The task: Would you find each line in the entries below with the string "clicks" and copy it?

--------------------------------

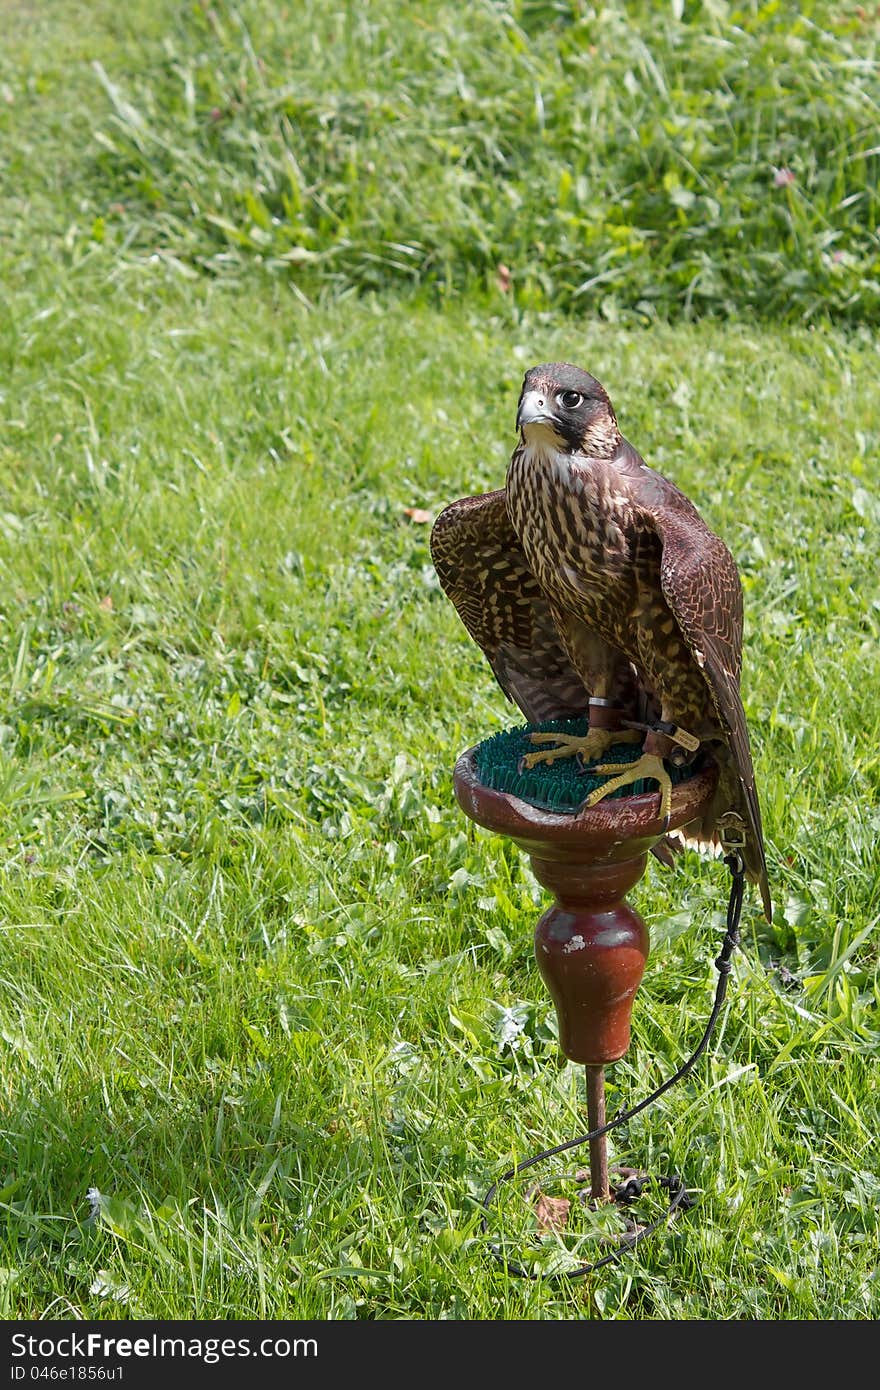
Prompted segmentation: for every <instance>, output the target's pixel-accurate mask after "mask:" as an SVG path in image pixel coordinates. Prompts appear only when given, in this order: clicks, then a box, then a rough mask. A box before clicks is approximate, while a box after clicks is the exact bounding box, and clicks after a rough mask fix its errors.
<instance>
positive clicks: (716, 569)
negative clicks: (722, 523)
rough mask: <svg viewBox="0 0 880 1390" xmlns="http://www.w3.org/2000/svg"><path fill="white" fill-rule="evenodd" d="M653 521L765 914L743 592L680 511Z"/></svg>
mask: <svg viewBox="0 0 880 1390" xmlns="http://www.w3.org/2000/svg"><path fill="white" fill-rule="evenodd" d="M651 523H652V525H653V528H655V531H656V534H658V537H659V538H660V542H662V546H663V553H662V560H660V584H662V587H663V596H665V598H666V602H667V603H669V606H670V609H671V612H673V613H674V616H676V620H677V623H678V627H680V628H681V634H683V637H684V639H685V642H687V644H688V646H690V649H691V652H692V653H694V656H695V659H696V662H698V663H699V666H701V669H702V673H703V676H705V678H706V685H708V687H709V694H710V696H712V703H713V706H715V710H716V714H717V717H719V723H720V726H722V728H723V730H724V733H726V735H727V739H726V741H727V745H728V748H730V752H731V756H733V760H734V763H735V767H737V773H738V776H740V784H741V787H742V809H744V812H745V816H747V819H748V821H749V823H751V831H752V834H751V837H749V845H748V848H747V853H745V859H747V867H748V869H749V872H751V874H753V877H755V878H756V880H758V883H759V884H760V891H762V897H763V902H765V909H766V912H767V916H769V913H770V895H769V887H767V869H766V862H765V852H763V830H762V824H760V806H759V803H758V792H756V791H755V770H753V767H752V752H751V746H749V737H748V727H747V723H745V710H744V709H742V701H741V698H740V673H741V666H742V587H741V584H740V575H738V573H737V566H735V562H734V557H733V556H731V553H730V550H728V549H727V546H726V545H724V542H723V541H720V539H719V537H716V535H712V532H710V531H706V530H705V528H702V527H701V528H699V530H695V528H694V527H690V525H688V514H687V512H685V510H684V509H681V512H680V510H678V509H674V507H673V509H669V510H656V512H653V513H652V516H651Z"/></svg>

--------------------------------

Expected answer:
Prompted segmentation: for every <instance>, output the target's pixel-accurate mask after "mask:" as an SVG path in image pixel coordinates. Prompts appear only when given, in this order: clicks, then a box, then a rough mask. A box before clicks is approximate, while a box after clicks is the exact bounding box, and clicks after a rough mask fix its errors.
positive clicks: (716, 569)
negative clicks: (722, 523)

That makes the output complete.